▸ Text segment:

Heart racing. Palms sweating. Tightness in my chest. Thoughts racing. Deep breath. Count to ten.
This week has been so tough. I’m exhausted and sick. Work is busy. The hockey team I coach has playoffs this weekend. Started a new study group for my oncology nurse certification. Worried about my surgery coming up. I feel like the walls are closing in.
Stress surrounds us. We can plan on it always being around, but not what level it will be.
You know those days where you try your best to please everyone, but you somehow end up being the bad guy? That was today. As a nurse I’m used to seeing people at their worst and dealing with conflict. Today, although I handled it as best I could, it just shook me. In 99.9% of situations I will bend over backwards for a patient, but today I just wanted to hear a “please” and “thank you”. I was so bitter. and now I feel horrible. I feel horrible for not having empathy in that moment, for not getting over myself, for not putting myself in his shoes. I feel like my stress got the better of me.
I used to bottle up my stress until one day I would blow up. I wouldn’t tell anyone my problems. I am a great listener and sometimes carry around the pain of others. I just want everyone to be happy. and if it takes me being stressed for my friend to be happy, that’s ok with me.
Now I am working on letting my friends know if I am having issues. and why I started this blog. and why I go to therapy regularly.
If you let your stress, anger, sadness, or pain build up it eats away at your soul. It takes away precious moments of your life that could be spent with loved ones, playing with a puppy, or watching a sunset.
Strong mental health is key in maintaining good physical health. We need to depend on each other to make this work. If your coworker responds to “how are you?”, with “ok” or “fine”… don’t end the conversation. Take a damn minute to dig deeper and ask her about her life. She might be begging someone to break down her walls. She might just need to vent for five minutes.
Sometimes all I need is someone to tell me I didn’t do anything wrong, that I’m not crazy, that I’m going to be okay. Sometimes in the moment when it feels like the world is falling apart, you just need a friend to hug you and make you feel like you still matter to someone. It’s so hard to feel like you make a difference in this huge world.

▸ Task details:
Reproduce the part of the stress post from "You know those" to "better of me." word for word. These rows have nothing to do with the post on nursing and stress.

▸ Data provided:
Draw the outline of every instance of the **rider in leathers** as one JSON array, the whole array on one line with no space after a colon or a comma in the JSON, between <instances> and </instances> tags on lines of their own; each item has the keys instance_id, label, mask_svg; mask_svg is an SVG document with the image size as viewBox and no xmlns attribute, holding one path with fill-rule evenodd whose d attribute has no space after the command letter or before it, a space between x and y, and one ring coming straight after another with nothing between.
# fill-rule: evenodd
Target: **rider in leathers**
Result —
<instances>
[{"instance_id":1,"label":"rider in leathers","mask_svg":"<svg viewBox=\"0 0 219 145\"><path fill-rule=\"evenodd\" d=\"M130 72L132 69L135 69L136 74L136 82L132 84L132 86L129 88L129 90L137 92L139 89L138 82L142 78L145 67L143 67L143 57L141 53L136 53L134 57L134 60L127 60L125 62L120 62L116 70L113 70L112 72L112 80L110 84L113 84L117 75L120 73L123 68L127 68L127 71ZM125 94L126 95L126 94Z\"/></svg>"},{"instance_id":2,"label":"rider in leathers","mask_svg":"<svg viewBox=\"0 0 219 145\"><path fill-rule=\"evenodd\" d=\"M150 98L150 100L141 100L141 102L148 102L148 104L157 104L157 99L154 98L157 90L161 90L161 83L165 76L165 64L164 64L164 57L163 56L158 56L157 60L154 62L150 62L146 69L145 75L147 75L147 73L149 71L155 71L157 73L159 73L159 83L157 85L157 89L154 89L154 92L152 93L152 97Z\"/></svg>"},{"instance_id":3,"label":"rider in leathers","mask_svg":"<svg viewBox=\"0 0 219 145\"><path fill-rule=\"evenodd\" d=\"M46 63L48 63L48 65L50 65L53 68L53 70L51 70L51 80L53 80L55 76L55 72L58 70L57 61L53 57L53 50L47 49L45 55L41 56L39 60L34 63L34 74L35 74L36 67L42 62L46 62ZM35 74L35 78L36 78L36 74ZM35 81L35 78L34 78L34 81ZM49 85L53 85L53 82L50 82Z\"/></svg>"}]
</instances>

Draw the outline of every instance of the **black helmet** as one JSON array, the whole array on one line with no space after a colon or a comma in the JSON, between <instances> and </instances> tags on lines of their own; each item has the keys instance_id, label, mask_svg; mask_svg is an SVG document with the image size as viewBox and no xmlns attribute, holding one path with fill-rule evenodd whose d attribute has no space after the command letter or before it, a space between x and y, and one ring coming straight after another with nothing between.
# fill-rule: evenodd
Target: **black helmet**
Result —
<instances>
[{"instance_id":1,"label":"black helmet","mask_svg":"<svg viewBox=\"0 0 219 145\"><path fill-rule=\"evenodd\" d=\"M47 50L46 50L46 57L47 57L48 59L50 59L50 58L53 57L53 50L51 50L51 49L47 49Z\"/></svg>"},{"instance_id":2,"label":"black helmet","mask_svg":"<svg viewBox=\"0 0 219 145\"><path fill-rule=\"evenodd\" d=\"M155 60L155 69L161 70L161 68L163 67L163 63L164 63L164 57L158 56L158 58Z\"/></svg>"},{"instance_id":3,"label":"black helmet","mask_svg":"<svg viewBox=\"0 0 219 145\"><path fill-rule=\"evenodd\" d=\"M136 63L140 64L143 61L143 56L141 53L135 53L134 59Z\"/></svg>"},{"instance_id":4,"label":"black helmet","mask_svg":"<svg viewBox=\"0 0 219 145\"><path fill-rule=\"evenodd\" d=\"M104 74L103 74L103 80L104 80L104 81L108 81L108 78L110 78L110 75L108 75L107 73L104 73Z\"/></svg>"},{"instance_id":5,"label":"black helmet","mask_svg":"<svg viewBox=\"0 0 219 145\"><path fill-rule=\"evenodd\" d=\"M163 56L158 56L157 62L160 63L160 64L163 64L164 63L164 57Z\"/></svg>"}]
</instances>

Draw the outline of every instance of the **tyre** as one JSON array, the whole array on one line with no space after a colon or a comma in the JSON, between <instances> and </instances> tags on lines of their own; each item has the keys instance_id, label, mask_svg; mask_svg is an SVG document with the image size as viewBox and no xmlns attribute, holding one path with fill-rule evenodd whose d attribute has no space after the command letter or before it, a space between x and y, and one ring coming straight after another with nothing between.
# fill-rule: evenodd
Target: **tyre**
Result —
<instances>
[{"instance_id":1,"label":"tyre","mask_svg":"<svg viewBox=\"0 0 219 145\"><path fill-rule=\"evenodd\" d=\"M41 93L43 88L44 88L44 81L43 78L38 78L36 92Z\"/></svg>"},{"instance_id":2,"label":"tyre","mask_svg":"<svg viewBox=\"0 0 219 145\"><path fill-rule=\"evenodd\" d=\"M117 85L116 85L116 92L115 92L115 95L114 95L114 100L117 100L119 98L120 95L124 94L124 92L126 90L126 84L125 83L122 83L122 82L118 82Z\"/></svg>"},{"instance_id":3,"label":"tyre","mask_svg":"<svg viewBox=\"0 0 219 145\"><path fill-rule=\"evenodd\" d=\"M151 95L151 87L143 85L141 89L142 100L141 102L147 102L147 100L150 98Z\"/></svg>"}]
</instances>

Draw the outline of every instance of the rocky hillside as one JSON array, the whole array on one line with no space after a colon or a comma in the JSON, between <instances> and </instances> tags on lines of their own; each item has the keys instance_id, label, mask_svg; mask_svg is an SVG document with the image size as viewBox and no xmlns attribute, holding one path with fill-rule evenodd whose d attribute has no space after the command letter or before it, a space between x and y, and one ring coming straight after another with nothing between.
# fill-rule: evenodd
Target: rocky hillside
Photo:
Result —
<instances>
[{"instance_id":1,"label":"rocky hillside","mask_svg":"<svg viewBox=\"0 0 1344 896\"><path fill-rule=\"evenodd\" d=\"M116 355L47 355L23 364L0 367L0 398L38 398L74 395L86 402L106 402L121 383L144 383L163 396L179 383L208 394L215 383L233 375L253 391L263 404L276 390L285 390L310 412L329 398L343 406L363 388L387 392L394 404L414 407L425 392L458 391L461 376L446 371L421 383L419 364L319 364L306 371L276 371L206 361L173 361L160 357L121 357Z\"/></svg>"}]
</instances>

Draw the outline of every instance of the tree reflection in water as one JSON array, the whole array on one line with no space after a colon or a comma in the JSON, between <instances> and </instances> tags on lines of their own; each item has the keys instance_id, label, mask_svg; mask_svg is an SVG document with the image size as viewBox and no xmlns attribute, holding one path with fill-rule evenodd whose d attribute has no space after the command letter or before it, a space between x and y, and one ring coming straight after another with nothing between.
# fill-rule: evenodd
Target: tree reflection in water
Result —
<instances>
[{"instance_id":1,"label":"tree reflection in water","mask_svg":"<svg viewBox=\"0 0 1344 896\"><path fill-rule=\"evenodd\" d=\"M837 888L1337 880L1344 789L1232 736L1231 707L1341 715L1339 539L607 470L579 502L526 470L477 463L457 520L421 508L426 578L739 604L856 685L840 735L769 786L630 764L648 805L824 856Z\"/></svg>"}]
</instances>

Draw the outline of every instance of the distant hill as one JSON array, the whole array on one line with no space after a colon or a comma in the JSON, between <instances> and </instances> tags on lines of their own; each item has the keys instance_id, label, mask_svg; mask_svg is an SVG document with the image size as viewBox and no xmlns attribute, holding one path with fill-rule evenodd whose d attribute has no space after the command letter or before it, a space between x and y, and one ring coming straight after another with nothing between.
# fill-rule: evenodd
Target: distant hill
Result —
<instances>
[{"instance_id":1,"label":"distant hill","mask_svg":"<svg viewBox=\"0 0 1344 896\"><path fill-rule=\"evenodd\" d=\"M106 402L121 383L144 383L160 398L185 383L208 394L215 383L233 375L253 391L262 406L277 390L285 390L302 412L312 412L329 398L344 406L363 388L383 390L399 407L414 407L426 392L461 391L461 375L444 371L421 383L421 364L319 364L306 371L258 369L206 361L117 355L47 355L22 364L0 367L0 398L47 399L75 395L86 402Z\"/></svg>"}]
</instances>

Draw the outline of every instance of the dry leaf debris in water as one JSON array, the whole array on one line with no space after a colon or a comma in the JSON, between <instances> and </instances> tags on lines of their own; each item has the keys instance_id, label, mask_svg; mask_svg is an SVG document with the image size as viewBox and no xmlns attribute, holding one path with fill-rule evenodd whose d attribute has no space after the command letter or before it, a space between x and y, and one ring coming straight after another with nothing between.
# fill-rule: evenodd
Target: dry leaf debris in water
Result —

▸ Solution:
You know those days where you try your best to please everyone, but you somehow end up being the bad guy? That was today. As a nurse I’m used to seeing people at their worst and dealing with conflict. Today, although I handled it as best I could, it just shook me. In 99.9% of situations I will bend over backwards for a patient, but today I just wanted to hear a “please” and “thank you”. I was so bitter. and now I feel horrible. I feel horrible for not having empathy in that moment, for not getting over myself, for not putting myself in his shoes. I feel like my stress got the better of me.